-- begin Stored rows --

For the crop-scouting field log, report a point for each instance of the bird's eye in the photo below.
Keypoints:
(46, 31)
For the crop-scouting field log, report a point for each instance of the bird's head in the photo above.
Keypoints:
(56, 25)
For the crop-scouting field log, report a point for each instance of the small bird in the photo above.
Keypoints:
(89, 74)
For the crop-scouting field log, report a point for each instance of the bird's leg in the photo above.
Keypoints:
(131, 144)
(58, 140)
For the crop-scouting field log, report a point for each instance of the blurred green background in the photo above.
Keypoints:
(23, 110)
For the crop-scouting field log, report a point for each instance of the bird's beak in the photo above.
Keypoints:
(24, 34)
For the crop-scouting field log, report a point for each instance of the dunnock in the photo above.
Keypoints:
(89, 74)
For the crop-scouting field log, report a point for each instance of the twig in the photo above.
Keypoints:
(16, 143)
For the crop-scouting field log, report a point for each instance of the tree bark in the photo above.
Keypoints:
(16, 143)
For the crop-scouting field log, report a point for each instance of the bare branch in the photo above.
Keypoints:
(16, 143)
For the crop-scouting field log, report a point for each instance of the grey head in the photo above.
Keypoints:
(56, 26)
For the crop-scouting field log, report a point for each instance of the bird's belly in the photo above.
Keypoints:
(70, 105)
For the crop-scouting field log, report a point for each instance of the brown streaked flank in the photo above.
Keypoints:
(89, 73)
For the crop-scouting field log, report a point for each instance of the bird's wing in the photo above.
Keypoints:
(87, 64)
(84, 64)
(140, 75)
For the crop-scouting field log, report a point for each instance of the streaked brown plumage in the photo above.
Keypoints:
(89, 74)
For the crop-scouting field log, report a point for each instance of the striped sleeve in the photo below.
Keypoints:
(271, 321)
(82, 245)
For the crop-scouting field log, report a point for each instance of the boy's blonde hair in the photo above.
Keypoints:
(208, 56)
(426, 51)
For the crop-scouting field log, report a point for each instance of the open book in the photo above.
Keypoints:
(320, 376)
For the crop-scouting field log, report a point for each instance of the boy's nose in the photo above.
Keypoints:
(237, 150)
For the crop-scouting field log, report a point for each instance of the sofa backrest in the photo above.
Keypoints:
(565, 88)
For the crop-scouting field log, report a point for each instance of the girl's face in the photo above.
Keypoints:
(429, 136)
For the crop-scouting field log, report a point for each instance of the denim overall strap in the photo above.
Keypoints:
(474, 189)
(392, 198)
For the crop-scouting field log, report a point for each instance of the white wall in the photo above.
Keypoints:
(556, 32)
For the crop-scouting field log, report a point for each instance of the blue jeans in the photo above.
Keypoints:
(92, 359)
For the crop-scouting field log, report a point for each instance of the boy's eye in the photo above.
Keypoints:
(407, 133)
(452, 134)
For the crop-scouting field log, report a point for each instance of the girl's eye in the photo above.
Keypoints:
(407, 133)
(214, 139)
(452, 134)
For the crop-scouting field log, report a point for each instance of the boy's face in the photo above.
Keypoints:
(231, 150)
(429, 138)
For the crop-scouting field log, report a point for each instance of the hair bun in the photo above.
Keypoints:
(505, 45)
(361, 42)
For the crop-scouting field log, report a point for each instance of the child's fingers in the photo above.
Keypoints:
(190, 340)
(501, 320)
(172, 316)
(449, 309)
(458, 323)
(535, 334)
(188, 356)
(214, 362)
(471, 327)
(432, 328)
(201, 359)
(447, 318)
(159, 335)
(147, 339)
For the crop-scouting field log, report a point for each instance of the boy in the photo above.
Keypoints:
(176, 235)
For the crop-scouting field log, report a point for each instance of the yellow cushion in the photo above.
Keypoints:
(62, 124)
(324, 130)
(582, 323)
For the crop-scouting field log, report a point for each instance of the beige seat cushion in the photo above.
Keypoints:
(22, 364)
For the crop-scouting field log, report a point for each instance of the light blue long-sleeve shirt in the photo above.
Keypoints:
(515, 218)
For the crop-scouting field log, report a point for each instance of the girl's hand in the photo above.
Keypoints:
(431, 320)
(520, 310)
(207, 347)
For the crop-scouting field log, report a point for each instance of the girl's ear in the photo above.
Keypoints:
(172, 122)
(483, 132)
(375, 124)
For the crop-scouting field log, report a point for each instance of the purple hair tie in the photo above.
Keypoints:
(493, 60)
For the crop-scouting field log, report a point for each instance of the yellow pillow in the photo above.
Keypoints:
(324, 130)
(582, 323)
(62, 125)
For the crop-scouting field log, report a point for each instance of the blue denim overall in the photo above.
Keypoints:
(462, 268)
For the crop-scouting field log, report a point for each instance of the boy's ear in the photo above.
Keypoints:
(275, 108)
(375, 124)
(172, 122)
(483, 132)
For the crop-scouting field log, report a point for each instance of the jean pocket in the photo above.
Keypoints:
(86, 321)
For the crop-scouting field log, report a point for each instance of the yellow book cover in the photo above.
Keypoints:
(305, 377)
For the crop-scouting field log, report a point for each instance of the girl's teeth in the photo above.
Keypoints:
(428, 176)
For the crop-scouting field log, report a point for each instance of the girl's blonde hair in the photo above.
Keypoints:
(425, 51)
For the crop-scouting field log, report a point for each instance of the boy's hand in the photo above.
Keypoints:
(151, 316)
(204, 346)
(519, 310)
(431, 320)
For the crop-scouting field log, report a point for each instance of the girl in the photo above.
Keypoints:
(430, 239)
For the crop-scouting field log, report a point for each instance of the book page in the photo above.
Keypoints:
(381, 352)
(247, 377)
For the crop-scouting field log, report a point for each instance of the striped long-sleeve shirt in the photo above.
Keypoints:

-- end Stored rows --

--- Problem requirements ---
Set down, unchanged, the line that contains "tie in the photo above." together with every later line in the records, through the last one.

--- Solution for this task ---
For the crop-scouting field log, report a point for each instance of the purple hair tie in the photo above.
Keypoints:
(493, 60)
For the crop-scouting field log, report a point for each instance of the yellow pillow in the photo above.
Keypoints:
(324, 130)
(582, 323)
(62, 125)
For the crop-scouting field log, report a point for each instance of the blue denim overall in the photo above.
Keypoints:
(462, 268)
For the crop-scouting field log, report a point for each instance of the boy's ear in the photo above.
Keypoints:
(275, 108)
(375, 124)
(172, 122)
(483, 132)
For the crop-scouting field log, report a point for each instance of the jean pocket in the photo above.
Keypoints:
(86, 321)
For the crop-scouting field log, report a point for each instance of the yellow book cover in the photo above.
Keypoints:
(305, 377)
For the crop-scouting field log, report a point for each instance of the girl's teeth in the photo above.
Keypoints:
(428, 176)
For the crop-scouting field log, report a point for each instance of the girl's blonde hair in the photo above.
Keypoints:
(425, 51)
For the crop-scouting field log, report a point for each instance of the boy's hand in the photo above.
Keypoints:
(151, 316)
(204, 346)
(519, 310)
(431, 320)
For the crop-scouting field log, report a point for each instance of the girl in the photo above.
Keypoints:
(430, 239)
For the crop-scouting field log, report a point for each instance of the book page in the photo above.
Keypoints:
(381, 352)
(247, 377)
For the crop-scouting field log, report a point for each instance of the striped long-sleeve shirt in the photo above.
Keypoints:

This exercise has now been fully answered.